Return, word for word, the stretch of the vitiligo methods passage below from "This study was" through "MPM imaging technologies.".

- **SELECTED EXCERPT**:
☆ ☆ ☆ ☆ ☆ ☆ ☆
Materials and methods

Study Design

This study was conducted in accordance with the approved protocol from the Institutional Review Board (IRB 2018-4362) for clinical research in human subjects at UC Irvine, with the informed consent of each patient. Our study focused on investigating the effects of punch grafting and nbUVB treatment on vitiligo lesions using RCM and MPM imaging technologies.

Punch grafting is a surgical procedure involving the transplantation of 1 mm pieces of normal epidermis (commonly from the thigh area) into vitiligo-affected skin to establish a reservoir of melanocytes for repigmentation [50]. The procedure was performed by a board-certified dermatologist (AKG) and nbUVB therapy was initiated one week later. The inclusion criteria for stable vitiligo lesions required stability for at least one year and the absence of koebnerization, confetti-like depigmentation or trichome [51]. Patients were unresponsive to past treatment attempts, and had no treatment in the three months before imaging for this study.
☆ ☆ ☆ ☆ ☆ ☆ ☆
Saved entries:
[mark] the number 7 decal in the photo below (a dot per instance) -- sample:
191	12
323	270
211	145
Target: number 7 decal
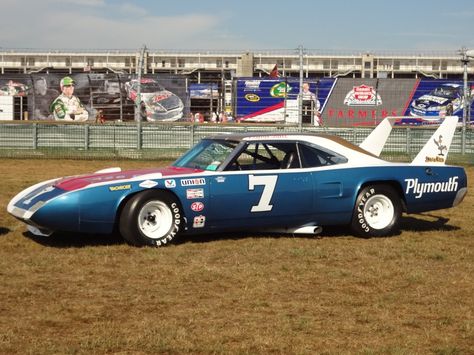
269	183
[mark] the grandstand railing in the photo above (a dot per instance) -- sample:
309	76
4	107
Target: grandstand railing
167	141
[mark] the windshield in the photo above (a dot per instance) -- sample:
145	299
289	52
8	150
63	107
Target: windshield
207	155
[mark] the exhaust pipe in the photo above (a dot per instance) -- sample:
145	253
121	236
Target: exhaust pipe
299	230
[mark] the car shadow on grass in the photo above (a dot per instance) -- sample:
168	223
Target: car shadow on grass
408	223
426	223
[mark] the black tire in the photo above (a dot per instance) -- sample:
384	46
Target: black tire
150	218
377	211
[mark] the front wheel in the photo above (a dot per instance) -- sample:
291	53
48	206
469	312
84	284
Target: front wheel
377	211
150	218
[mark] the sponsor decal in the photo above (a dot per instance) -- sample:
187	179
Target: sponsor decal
362	95
148	184
193	182
420	188
252	97
361	114
440	158
120	187
280	90
170	183
192	194
199	221
197	206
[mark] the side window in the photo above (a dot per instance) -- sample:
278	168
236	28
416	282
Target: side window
263	156
314	156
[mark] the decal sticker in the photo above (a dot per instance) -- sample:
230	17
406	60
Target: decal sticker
420	188
148	184
197	206
192	194
171	183
120	187
252	97
269	183
199	221
193	182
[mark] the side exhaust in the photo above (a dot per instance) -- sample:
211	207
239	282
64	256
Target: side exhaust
299	230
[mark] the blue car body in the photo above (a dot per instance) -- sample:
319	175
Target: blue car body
227	183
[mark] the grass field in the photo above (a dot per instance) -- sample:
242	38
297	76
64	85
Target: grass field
235	293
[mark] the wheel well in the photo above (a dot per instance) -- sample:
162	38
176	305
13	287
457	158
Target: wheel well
392	183
128	197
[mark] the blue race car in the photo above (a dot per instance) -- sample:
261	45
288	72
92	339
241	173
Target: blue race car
273	182
435	103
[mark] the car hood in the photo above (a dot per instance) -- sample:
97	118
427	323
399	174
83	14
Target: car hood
78	182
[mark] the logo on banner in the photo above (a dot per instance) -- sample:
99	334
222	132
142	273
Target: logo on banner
280	90
252	97
362	95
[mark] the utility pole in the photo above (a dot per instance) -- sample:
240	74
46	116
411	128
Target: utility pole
140	68
300	95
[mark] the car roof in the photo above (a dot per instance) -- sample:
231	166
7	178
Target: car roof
☆ ☆ ☆ ☆ ☆ ☆ ☆
- **ANSWER SPACE**:
This study was conducted in accordance with the approved protocol from the Institutional Review Board (IRB 2018-4362) for clinical research in human subjects at UC Irvine, with the informed consent of each patient. Our study focused on investigating the effects of punch grafting and nbUVB treatment on vitiligo lesions using RCM and MPM imaging technologies.